EXTRACT TO READ:
** begin **

Shut down the Hazelcast client instance and thus free the Hazelcast map reference.

Defining the ElementListener method

package org.talend.components.hazelcast;

import com.hazelcast.core.HazelcastInstance;
import com.hazelcast.core.IMap;
import org.talend.sdk.component.api.component.Icon;
import org.talend.sdk.component.api.component.Version;
import org.talend.sdk.component.api.configuration.Option;
import org.talend.sdk.component.api.meta.Documentation;
import org.talend.sdk.component.api.processor.ElementListener;
import org.talend.sdk.component.api.processor.Processor;
import org.talend.sdk.component.api.record.Record;

import javax.annotation.PostConstruct;
import javax.annotation.PreDestroy;
import javax.json.bind.Jsonb;
import java.io.Serializable;

import static org.talend.sdk.component.api.component.Icon.IconType.CUSTOM;

@Version
@Icon(custom = "Hazelcast", value = CUSTOM)
@Processor(name = "Output")
@Documentation("Hazelcast output component")
public class HazelcastOutput implements Serializable {

    private final HazelcastOutputConfig configuration;

    private final HazelcastService hazelcastService;

    private final Jsonb jsonb;

    public HazelcastOutput(@Option("configuration") final HazelcastOutputConfig configuration,
            final HazelcastService hazelcastService, final Jsonb jsonb) {
        this.configuration = configuration;
        this.hazelcastService = hazelcastService;
        this.jsonb = jsonb;
    }

    @PostConstruct
    public void init() {
        //no-op
    }

    @PreDestroy
    public void release() {
        this.hazelcastService.shutdownInstance();
    }

    @ElementListener
    public void onElement(final Record record) {
        final String key = record.getString(configuration.getKey());
        final String value = jsonb.toJson(record);

        final HazelcastInstance hz = hazelcastService.getOrCreateIntance(configuration.getDataset().getConnection());
        final IMap<String, String> map = hz.getMap(configuration.getDataset().getMapName());
        map.put(key, value);
    }

}

We get the key attribute from the incoming record and then convert the hole record to a json string. Then we insert the key/value into the hazelcast map.

** end **

TO DO:
1/ Answer these about the Hazelcast output tutorial:
(a) Which method of the Hazelcast service does `release()` call?
(b) What name does the `@Processor` annotation give the component?
(c) According to the closing explanation, what is the whole record converted into?
2/ Extend the Hazelcast output tutorial, picking up after its final sentence about inserting the key/value into the Hazelcast map.

DATA PROVIDED:
** begin **

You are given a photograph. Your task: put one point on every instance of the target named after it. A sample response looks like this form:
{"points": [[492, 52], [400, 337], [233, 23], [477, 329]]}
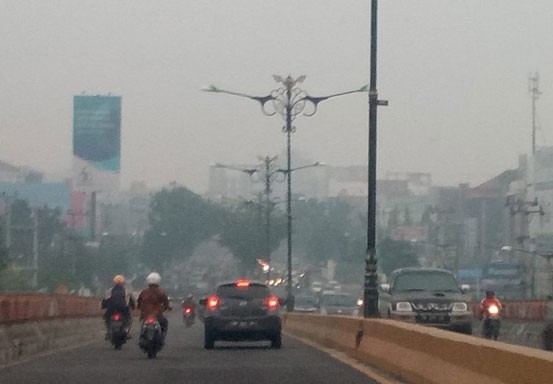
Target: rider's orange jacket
{"points": [[486, 303]]}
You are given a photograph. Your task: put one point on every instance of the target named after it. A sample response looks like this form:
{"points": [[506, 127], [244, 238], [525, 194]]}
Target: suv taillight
{"points": [[213, 302], [272, 303]]}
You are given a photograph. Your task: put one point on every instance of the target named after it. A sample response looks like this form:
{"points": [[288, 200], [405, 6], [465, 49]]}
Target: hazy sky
{"points": [[455, 74]]}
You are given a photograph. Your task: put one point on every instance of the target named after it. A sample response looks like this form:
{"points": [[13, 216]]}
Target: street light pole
{"points": [[370, 294], [288, 101]]}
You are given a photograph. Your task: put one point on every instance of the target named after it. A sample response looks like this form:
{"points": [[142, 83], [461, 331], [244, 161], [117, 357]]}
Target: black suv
{"points": [[429, 296], [242, 310]]}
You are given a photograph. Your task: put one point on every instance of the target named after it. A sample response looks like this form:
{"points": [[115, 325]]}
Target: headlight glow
{"points": [[460, 307], [404, 306]]}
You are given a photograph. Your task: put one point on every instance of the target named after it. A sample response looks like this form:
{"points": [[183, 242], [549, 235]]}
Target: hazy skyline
{"points": [[455, 74]]}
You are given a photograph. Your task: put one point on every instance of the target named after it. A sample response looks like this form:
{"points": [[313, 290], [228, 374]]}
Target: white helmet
{"points": [[153, 278]]}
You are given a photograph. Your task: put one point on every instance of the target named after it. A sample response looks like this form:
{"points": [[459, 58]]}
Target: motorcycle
{"points": [[492, 323], [117, 331], [150, 340], [188, 316]]}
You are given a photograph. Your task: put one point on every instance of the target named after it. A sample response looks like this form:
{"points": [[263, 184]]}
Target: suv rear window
{"points": [[425, 281], [253, 291], [339, 300]]}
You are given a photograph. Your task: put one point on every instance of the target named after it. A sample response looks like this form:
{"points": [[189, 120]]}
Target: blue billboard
{"points": [[96, 142]]}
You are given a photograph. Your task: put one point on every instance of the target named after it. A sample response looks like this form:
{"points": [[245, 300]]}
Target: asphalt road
{"points": [[184, 360]]}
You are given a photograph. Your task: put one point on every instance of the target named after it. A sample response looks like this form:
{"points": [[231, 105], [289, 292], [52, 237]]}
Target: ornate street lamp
{"points": [[288, 101]]}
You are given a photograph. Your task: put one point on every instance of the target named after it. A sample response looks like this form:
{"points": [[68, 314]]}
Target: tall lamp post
{"points": [[288, 100], [370, 293]]}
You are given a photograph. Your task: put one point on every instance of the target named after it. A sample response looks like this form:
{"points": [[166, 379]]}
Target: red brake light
{"points": [[213, 302], [272, 303], [242, 283]]}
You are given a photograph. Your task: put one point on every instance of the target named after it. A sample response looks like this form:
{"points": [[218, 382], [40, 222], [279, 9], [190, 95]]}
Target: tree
{"points": [[244, 233], [393, 254], [179, 221]]}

** end **

RESULTS FOR THE EXERCISE:
1/
(a) `shutdownInstance()`
(b) "Output"
(c) A JSON string

2/
Testing the output component

Let’s create a unit test for our output component. The idea will be to create a job that will insert the data using this output implementation.

So, let’s create out test class.

package org.talend.components.hazelcast;

import com.hazelcast.core.Hazelcast;
import com.hazelcast.core.HazelcastInstance;
import com.hazelcast.core.IMap;
import org.junit.jupiter.api.AfterAll;
import org.junit.jupiter.api.BeforeAll;
import org.talend.sdk.component.junit.BaseComponentsHandler;
import org.talend.sdk.component.junit5.Injected;
import org.talend.sdk.component.junit5.WithComponents;

@WithComponents("org.talend.components.hazelcast")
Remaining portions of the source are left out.